**The problem**
Gather each line in the entries that includes the string "below".

**Data for analysis**
------------

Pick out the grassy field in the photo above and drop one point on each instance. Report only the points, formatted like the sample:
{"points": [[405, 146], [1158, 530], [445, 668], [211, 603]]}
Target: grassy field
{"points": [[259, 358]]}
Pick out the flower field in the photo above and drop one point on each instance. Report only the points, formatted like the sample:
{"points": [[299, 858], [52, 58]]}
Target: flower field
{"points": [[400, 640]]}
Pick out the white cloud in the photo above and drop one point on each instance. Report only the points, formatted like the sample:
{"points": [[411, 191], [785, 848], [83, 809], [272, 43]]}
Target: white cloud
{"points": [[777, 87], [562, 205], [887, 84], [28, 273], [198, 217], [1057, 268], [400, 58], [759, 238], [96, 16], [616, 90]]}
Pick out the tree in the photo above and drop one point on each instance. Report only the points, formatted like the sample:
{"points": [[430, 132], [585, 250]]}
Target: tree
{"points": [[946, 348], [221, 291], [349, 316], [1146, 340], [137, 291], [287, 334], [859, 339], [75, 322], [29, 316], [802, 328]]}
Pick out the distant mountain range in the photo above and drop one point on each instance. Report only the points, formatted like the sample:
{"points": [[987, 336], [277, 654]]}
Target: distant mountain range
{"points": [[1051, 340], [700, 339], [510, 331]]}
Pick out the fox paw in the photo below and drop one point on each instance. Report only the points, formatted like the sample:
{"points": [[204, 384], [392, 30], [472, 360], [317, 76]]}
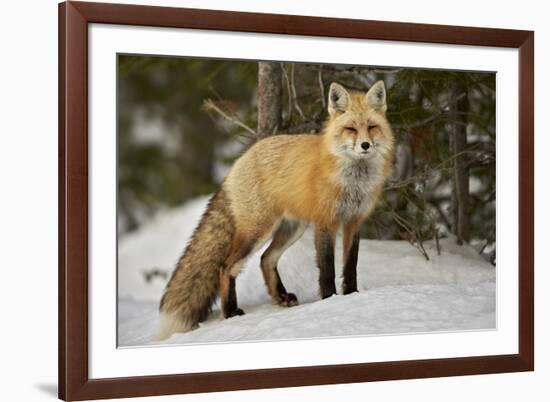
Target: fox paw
{"points": [[235, 312], [287, 300]]}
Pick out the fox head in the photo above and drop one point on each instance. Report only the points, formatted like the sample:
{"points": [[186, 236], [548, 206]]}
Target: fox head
{"points": [[357, 127]]}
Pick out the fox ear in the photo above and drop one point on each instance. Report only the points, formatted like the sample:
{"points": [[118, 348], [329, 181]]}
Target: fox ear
{"points": [[376, 96], [338, 98]]}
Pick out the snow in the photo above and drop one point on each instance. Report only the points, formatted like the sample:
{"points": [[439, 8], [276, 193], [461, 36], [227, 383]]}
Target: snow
{"points": [[399, 291]]}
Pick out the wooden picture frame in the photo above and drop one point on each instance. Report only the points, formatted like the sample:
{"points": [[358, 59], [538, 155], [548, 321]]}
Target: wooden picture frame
{"points": [[74, 381]]}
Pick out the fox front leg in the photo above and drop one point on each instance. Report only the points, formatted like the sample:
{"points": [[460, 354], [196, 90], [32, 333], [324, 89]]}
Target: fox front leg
{"points": [[324, 245], [351, 253]]}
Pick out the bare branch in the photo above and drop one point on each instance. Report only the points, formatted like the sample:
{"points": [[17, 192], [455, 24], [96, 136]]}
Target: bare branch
{"points": [[209, 105], [322, 86], [293, 87]]}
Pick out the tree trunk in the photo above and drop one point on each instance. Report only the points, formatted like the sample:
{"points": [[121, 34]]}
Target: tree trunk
{"points": [[461, 185], [270, 90]]}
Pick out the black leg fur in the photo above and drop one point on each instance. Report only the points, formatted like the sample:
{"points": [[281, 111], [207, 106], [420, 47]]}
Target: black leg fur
{"points": [[324, 243], [350, 267]]}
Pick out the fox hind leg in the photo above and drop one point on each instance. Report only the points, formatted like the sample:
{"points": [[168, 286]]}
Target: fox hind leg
{"points": [[241, 248], [286, 234]]}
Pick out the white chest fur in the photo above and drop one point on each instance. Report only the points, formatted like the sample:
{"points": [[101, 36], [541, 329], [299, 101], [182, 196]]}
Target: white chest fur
{"points": [[360, 182]]}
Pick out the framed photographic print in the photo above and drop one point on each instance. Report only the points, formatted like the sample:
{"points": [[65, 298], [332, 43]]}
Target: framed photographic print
{"points": [[259, 200]]}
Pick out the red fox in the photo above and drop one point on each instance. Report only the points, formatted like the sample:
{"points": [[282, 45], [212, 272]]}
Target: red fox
{"points": [[274, 190]]}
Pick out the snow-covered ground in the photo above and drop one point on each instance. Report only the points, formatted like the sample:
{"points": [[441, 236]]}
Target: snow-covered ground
{"points": [[399, 291]]}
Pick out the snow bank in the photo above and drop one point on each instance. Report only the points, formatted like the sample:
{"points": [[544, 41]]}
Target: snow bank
{"points": [[399, 291]]}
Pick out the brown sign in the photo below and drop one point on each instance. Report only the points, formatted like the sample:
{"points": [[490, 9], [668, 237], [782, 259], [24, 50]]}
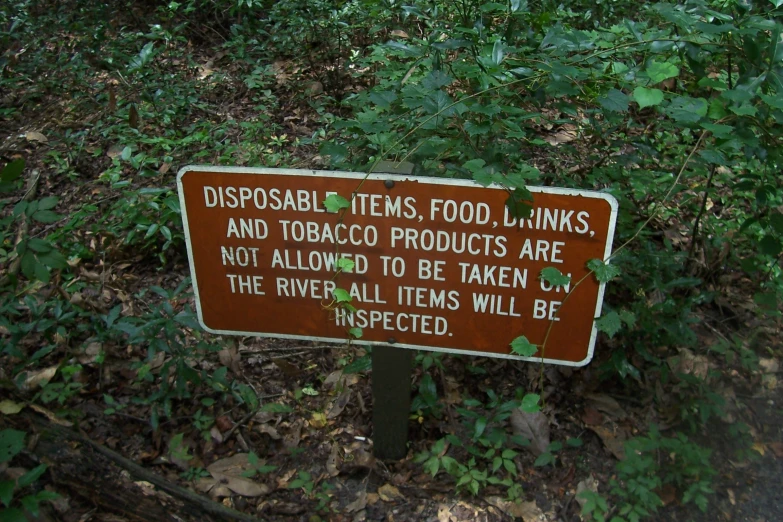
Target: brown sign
{"points": [[438, 264]]}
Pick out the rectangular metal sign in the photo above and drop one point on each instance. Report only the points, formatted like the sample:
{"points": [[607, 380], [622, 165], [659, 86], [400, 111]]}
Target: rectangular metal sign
{"points": [[439, 264]]}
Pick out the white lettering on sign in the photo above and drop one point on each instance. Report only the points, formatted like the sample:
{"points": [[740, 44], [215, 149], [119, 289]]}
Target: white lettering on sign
{"points": [[423, 262]]}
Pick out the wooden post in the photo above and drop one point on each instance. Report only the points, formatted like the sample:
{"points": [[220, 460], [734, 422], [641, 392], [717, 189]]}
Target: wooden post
{"points": [[391, 393], [391, 375]]}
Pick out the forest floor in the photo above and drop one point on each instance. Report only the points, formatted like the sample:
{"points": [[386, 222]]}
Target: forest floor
{"points": [[312, 432]]}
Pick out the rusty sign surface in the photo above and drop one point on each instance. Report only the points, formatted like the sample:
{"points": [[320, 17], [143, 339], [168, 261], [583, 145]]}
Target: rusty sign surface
{"points": [[438, 264]]}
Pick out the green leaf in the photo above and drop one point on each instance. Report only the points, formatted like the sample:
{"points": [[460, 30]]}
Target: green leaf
{"points": [[47, 203], [435, 80], [345, 264], [498, 52], [342, 296], [658, 71], [520, 203], [7, 492], [609, 323], [718, 129], [746, 109], [776, 222], [28, 265], [770, 246], [143, 57], [14, 515], [628, 317], [337, 152], [335, 202], [522, 347], [479, 427], [39, 245], [11, 443], [362, 364], [554, 277], [603, 272], [686, 109], [438, 103], [647, 97], [614, 101], [530, 403], [12, 171]]}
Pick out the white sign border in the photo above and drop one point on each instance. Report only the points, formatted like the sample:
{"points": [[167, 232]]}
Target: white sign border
{"points": [[394, 177]]}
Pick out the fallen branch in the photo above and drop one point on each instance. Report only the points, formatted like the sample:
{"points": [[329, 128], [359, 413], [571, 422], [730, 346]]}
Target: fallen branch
{"points": [[195, 504], [24, 228]]}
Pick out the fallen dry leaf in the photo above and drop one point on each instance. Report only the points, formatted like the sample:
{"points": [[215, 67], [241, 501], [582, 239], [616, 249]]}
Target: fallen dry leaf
{"points": [[241, 485], [339, 404], [39, 378], [269, 430], [776, 448], [228, 472], [8, 407], [532, 426], [36, 136], [389, 493], [527, 511], [332, 462], [689, 364], [318, 420], [606, 404], [51, 416], [229, 357], [115, 150], [358, 504], [612, 441]]}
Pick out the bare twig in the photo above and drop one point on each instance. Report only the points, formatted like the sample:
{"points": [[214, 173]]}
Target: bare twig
{"points": [[24, 227]]}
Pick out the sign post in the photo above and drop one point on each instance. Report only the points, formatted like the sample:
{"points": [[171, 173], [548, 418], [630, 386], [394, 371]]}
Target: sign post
{"points": [[438, 264]]}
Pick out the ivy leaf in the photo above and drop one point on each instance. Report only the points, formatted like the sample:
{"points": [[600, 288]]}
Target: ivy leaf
{"points": [[554, 277], [46, 216], [614, 101], [647, 97], [361, 364], [497, 52], [7, 494], [610, 323], [338, 153], [521, 346], [143, 57], [530, 403], [603, 272], [776, 222], [629, 318], [770, 246], [520, 203], [345, 264], [335, 202], [342, 296], [658, 71]]}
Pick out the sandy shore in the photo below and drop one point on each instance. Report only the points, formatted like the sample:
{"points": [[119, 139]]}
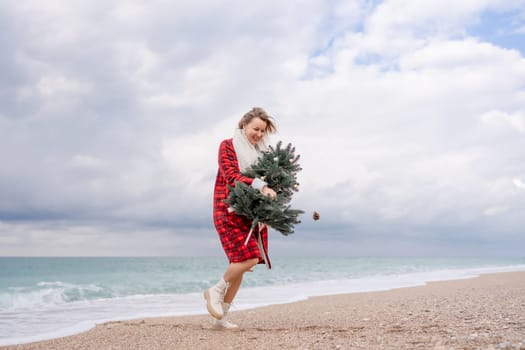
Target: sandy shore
{"points": [[479, 313]]}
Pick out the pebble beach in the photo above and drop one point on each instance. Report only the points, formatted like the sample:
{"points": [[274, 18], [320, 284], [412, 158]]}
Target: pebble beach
{"points": [[486, 312]]}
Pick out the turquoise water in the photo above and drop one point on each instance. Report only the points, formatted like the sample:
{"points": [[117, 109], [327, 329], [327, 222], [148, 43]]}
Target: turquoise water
{"points": [[42, 298]]}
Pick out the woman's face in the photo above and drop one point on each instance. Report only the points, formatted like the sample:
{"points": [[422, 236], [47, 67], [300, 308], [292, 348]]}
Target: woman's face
{"points": [[254, 130]]}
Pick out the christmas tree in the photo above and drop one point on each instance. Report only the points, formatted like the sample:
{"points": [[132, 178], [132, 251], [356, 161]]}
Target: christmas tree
{"points": [[278, 168]]}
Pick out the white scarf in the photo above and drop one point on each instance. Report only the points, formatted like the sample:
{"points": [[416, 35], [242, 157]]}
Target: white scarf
{"points": [[247, 153]]}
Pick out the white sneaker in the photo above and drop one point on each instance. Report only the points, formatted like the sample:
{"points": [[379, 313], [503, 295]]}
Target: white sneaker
{"points": [[224, 324], [215, 297]]}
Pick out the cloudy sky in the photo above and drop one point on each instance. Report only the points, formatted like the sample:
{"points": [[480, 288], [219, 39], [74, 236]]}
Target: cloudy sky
{"points": [[409, 117]]}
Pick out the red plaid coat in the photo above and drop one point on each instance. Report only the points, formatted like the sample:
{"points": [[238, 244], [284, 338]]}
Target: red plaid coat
{"points": [[232, 228]]}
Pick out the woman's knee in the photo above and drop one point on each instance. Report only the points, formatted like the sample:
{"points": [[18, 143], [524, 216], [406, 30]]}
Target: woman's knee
{"points": [[251, 262]]}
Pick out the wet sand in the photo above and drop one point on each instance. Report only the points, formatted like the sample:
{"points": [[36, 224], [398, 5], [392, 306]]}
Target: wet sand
{"points": [[487, 312]]}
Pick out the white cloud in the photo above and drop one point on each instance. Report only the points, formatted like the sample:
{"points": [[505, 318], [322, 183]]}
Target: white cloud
{"points": [[518, 183], [114, 112], [515, 120]]}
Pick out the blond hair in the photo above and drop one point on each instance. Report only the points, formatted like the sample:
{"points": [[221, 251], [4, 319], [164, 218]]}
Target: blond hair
{"points": [[257, 112]]}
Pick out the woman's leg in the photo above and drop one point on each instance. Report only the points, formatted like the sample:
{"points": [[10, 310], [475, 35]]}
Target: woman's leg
{"points": [[233, 276]]}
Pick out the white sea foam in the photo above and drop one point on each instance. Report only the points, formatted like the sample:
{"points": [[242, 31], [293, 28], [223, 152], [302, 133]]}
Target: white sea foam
{"points": [[47, 320]]}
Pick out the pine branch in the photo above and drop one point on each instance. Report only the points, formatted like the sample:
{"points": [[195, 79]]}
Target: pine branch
{"points": [[278, 168]]}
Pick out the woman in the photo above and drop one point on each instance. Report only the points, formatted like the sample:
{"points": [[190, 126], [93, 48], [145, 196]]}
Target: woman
{"points": [[235, 156]]}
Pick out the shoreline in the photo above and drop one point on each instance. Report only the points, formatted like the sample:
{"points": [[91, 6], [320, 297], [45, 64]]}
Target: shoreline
{"points": [[480, 312]]}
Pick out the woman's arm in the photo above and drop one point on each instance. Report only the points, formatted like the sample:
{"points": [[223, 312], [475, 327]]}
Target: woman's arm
{"points": [[228, 165]]}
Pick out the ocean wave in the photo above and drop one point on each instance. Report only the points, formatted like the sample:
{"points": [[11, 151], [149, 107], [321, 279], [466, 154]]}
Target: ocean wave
{"points": [[47, 294]]}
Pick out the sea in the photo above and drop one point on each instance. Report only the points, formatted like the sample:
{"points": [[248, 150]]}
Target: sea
{"points": [[50, 297]]}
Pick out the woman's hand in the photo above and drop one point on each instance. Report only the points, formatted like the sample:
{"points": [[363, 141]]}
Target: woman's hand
{"points": [[267, 191]]}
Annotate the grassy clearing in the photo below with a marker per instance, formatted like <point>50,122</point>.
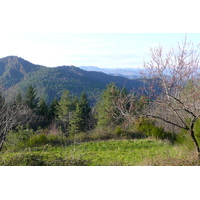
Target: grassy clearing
<point>102,153</point>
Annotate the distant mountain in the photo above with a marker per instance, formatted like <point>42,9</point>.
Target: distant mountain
<point>16,74</point>
<point>130,73</point>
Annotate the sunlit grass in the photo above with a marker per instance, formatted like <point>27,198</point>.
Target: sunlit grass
<point>103,153</point>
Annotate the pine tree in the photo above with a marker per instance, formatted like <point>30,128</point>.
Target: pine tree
<point>107,113</point>
<point>43,108</point>
<point>65,108</point>
<point>53,109</point>
<point>19,98</point>
<point>85,107</point>
<point>31,98</point>
<point>76,122</point>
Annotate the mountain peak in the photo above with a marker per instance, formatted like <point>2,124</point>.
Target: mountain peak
<point>15,68</point>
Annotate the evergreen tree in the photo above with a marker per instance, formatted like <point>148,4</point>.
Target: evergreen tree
<point>76,122</point>
<point>19,98</point>
<point>43,108</point>
<point>85,107</point>
<point>53,109</point>
<point>107,113</point>
<point>65,108</point>
<point>31,98</point>
<point>2,100</point>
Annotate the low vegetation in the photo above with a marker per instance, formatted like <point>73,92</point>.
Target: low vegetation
<point>157,125</point>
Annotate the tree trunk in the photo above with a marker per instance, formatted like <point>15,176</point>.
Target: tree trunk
<point>2,142</point>
<point>195,142</point>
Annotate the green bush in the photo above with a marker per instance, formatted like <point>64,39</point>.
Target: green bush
<point>37,140</point>
<point>18,138</point>
<point>148,128</point>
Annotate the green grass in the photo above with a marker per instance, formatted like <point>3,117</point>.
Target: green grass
<point>101,153</point>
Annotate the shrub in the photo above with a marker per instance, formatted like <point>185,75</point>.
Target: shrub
<point>18,138</point>
<point>37,140</point>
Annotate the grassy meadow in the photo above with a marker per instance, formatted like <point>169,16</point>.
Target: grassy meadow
<point>90,150</point>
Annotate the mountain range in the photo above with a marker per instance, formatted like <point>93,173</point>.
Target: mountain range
<point>130,73</point>
<point>16,74</point>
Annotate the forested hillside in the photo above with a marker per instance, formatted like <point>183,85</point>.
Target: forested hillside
<point>45,109</point>
<point>16,74</point>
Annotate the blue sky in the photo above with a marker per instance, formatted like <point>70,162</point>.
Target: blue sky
<point>113,50</point>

------------

**Answer to the problem**
Pick out the fox paw in the photo below and drop one point on each instance. Report only the points, formatted like the sample:
Pick out the brown sign in the photo below and drop one point on each instance. Report only the points, formatted like the sample:
Pick out the sandy shore in the photo below and drop one point on each instance. Report only the points, formatted like the sample:
Annotate the grassy clearing in the photo below with a marker per instance, formatted like <point>50,122</point>.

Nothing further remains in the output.